“I never knew I had an inventive talent until phrenology told me so.
I was a stranger to myself until then.”
~Thomas Edison
The question of expertise is a fascinating and vexatious one. Who gets to be an expert? More accurately, who is allowed to be an expert? And what happens when expertise is, for lack of a more polite term, betrayed by one of its own? A recent New Yorker article pillorying Dr. Mehmet Oz provides some interesting lessons in this regard.
Most expertise, it can be reasonably argued, is cultivated and deployed within the context of occupational professions. For the purposes of created a baseline for the following discussion, let’s define a profession as “an organized body of experts who apply esoteric knowledge to particular cases.” This is according to Andrew Abbott, whose The System of Professions (1988) is the current sociological heavyweight when it comes to theorizing about professions.

◆ **Data listing**:
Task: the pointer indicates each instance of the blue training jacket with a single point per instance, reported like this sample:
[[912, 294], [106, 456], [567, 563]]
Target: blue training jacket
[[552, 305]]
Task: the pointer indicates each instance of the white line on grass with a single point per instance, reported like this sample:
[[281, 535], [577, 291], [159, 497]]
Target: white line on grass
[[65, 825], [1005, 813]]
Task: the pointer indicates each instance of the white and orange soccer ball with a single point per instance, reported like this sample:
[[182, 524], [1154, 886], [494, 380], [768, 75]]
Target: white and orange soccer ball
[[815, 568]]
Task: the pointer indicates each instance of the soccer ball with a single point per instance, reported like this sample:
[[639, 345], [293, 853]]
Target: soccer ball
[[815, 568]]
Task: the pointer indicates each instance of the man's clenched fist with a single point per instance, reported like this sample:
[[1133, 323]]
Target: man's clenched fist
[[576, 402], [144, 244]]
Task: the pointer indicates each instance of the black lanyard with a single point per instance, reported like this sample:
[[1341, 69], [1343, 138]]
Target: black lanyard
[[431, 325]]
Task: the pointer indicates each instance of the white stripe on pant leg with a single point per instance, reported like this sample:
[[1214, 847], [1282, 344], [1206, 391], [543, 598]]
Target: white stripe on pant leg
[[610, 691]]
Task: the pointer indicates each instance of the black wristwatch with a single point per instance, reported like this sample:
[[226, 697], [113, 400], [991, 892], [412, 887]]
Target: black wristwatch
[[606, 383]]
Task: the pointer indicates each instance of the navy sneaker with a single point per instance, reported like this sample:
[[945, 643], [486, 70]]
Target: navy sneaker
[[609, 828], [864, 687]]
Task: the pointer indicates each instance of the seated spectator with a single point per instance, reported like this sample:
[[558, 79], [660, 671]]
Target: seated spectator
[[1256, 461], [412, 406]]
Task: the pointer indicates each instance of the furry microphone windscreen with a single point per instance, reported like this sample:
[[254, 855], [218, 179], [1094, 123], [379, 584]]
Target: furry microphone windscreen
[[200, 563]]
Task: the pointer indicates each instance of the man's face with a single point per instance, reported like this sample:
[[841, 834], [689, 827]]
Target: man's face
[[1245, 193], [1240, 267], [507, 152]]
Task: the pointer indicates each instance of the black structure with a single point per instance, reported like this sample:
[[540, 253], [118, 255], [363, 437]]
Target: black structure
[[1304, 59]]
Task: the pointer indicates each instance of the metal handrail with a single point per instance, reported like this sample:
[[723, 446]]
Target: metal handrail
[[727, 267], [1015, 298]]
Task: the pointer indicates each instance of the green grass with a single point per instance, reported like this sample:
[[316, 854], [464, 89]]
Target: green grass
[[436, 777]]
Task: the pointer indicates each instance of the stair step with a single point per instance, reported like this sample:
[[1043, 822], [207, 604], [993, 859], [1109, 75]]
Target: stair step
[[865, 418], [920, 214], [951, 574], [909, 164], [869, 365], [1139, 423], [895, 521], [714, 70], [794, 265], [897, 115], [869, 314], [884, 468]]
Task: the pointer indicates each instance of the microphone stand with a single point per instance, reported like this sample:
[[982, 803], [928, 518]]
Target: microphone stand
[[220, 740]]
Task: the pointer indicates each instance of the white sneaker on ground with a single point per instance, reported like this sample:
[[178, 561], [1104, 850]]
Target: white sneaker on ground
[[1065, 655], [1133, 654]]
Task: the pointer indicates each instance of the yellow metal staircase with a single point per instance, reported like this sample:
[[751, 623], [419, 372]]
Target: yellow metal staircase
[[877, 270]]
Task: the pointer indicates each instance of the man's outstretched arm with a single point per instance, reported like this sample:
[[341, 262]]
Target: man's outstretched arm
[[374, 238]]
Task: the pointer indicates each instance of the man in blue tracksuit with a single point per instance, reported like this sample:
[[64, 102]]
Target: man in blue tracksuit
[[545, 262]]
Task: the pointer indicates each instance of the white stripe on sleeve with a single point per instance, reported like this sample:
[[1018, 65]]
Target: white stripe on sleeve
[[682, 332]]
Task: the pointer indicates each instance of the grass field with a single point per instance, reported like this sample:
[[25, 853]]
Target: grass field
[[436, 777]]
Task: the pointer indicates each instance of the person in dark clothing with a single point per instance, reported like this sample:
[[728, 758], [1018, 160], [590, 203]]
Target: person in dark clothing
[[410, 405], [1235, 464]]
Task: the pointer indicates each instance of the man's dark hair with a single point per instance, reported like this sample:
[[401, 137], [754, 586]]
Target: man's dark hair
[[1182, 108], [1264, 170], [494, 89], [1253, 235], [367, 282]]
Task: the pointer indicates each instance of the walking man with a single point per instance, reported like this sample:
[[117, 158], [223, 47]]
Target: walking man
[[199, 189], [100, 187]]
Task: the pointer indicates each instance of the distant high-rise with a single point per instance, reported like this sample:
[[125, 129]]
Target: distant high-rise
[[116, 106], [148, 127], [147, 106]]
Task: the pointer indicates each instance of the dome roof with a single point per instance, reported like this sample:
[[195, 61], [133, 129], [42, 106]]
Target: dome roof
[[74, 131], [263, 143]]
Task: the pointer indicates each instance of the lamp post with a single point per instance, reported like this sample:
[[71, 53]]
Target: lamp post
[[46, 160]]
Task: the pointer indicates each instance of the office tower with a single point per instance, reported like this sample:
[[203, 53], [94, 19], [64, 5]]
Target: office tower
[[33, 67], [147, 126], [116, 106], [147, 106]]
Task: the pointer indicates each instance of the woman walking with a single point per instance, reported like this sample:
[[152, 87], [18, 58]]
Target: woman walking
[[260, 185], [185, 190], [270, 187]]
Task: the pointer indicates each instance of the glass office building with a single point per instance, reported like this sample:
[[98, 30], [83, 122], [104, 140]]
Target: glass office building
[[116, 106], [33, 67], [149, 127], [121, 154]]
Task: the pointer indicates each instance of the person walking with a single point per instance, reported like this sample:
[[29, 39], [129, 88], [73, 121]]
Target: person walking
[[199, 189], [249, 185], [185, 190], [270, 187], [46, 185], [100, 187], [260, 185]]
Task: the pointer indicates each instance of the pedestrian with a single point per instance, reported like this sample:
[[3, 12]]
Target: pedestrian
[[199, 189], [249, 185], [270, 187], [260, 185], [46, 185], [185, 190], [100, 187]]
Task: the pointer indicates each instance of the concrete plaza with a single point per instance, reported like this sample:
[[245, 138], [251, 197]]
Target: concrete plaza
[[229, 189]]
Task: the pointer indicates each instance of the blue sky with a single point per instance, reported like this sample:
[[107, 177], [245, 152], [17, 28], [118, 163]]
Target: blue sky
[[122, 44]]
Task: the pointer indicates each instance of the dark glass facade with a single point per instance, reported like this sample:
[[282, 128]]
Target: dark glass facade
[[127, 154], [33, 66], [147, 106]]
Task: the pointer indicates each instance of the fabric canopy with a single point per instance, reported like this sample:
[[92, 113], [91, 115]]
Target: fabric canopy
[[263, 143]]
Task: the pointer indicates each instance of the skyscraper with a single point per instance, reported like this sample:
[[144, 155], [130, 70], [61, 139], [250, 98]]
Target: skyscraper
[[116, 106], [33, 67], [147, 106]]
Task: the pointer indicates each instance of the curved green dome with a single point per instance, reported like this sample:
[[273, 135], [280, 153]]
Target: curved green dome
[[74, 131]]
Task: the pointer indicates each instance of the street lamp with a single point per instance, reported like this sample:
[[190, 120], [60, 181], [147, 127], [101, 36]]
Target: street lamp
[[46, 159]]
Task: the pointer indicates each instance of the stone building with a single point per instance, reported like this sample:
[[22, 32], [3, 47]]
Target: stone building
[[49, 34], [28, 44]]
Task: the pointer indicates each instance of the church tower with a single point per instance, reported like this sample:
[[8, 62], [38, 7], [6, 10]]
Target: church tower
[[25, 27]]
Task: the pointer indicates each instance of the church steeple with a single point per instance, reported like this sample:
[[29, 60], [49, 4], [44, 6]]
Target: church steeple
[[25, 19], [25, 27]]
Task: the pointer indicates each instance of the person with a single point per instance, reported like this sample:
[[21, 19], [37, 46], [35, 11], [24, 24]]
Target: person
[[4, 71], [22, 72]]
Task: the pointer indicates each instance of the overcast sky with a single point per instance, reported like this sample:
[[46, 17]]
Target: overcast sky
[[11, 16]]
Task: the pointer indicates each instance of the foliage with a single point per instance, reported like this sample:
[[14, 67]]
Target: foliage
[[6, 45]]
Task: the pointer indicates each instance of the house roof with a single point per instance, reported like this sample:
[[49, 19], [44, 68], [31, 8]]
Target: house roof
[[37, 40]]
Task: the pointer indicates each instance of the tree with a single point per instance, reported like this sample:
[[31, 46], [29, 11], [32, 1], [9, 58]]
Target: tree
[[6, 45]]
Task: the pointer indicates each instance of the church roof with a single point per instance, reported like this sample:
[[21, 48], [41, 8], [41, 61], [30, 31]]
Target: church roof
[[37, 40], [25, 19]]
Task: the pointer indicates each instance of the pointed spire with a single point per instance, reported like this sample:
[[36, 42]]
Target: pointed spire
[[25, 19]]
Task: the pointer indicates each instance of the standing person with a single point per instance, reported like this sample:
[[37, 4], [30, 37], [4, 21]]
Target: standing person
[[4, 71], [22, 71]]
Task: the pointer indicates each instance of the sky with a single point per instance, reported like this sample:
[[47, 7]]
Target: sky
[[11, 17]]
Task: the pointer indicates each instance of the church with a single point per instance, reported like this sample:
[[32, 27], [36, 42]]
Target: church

◆ **To be done**: Could you extract, word for word, the stretch of the essay on expertise from "I was a stranger" through "theorizing about professions."? The data has no part in this exercise.

◆ **Worked solution**:
I was a stranger to myself until then.”
~Thomas Edison
The question of expertise is a fascinating and vexatious one. Who gets to be an expert? More accurately, who is allowed to be an expert? And what happens when expertise is, for lack of a more polite term, betrayed by one of its own? A recent New Yorker article pillorying Dr. Mehmet Oz provides some interesting lessons in this regard.
Most expertise, it can be reasonably argued, is cultivated and deployed within the context of occupational professions. For the purposes of created a baseline for the following discussion, let’s define a profession as “an organized body of experts who apply esoteric knowledge to particular cases.” This is according to Andrew Abbott, whose The System of Professions (1988) is the current sociological heavyweight when it comes to theorizing about professions.